==== Entries shown

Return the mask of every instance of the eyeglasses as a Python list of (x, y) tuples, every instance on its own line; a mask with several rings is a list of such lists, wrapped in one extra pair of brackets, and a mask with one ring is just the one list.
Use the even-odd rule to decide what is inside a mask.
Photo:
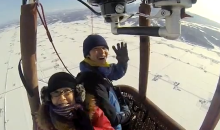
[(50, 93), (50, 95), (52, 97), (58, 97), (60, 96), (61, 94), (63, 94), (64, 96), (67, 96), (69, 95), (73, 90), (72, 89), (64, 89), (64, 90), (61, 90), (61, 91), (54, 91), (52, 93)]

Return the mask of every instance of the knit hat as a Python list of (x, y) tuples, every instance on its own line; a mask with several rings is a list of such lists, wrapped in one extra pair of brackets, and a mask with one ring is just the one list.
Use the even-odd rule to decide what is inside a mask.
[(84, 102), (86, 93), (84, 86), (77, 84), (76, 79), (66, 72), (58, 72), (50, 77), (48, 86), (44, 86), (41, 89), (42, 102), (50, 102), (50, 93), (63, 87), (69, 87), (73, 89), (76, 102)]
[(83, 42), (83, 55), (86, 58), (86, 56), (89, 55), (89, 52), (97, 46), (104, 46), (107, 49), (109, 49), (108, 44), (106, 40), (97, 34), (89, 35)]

========
==== Entries shown

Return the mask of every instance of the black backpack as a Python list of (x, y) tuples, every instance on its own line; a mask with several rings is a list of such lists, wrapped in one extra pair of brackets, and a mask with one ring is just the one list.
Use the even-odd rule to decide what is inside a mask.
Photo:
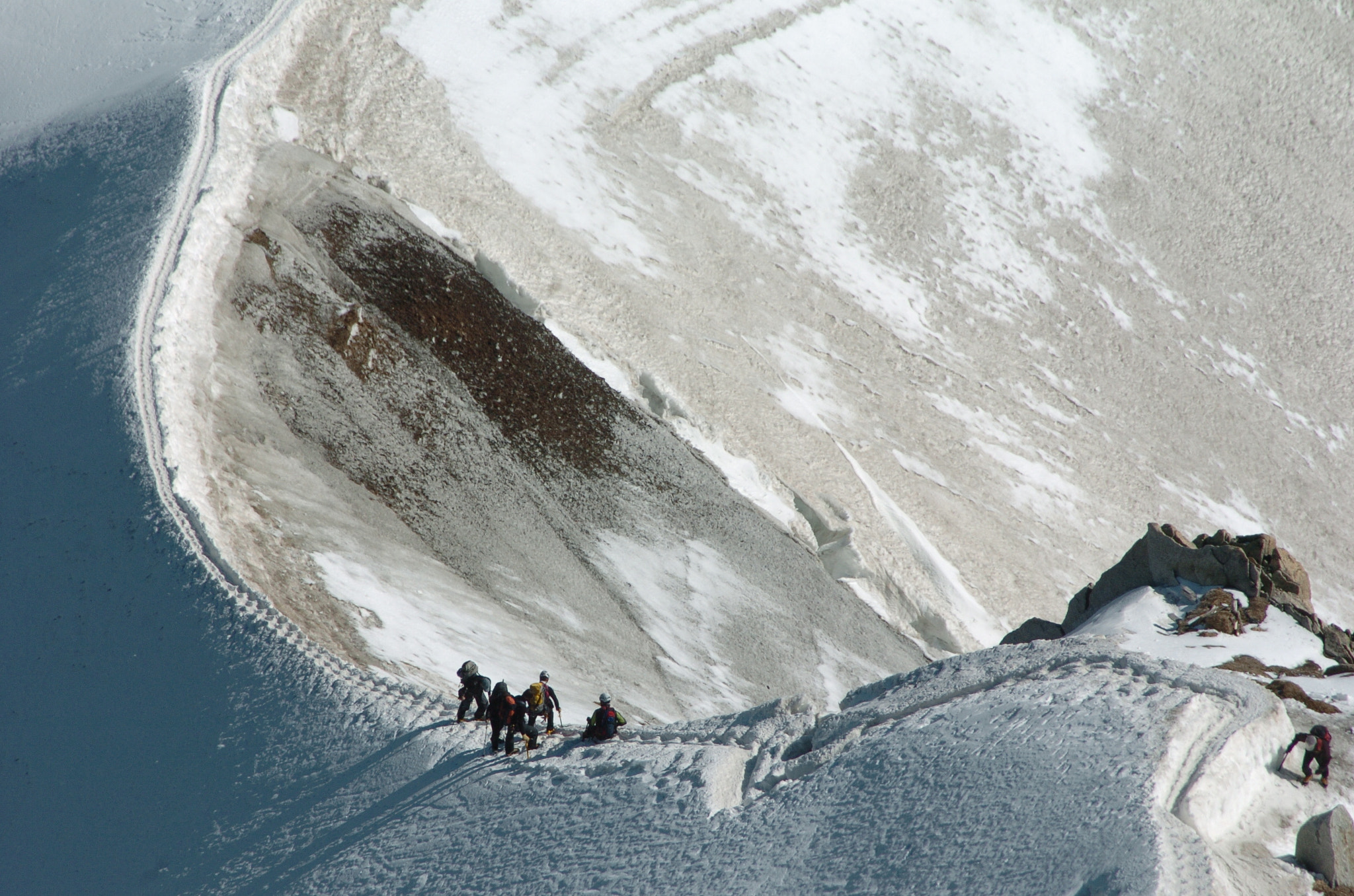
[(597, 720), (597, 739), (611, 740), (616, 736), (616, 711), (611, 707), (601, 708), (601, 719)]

========

→ **What you have to do**
Rewrite the material from the line containing "Return the mask of every instance of the black" through the line containing "708), (601, 719)]", both ends included, as a numbered list. Leave out blank lines and the pictures.

→ **Correct output**
1. Return the mask of every instance of the black backpack as a Python list of (x, y) tuples, every instance on its own line; a mask with several rings is a list of such lists, wrapped in one extra pair of brackets, and a mask with one ring is just the one list.
2. Use the even-odd rule to decide what is inside a mask.
3. Photo:
4. [(597, 720), (597, 739), (611, 740), (616, 736), (616, 711), (611, 707), (601, 708), (601, 719)]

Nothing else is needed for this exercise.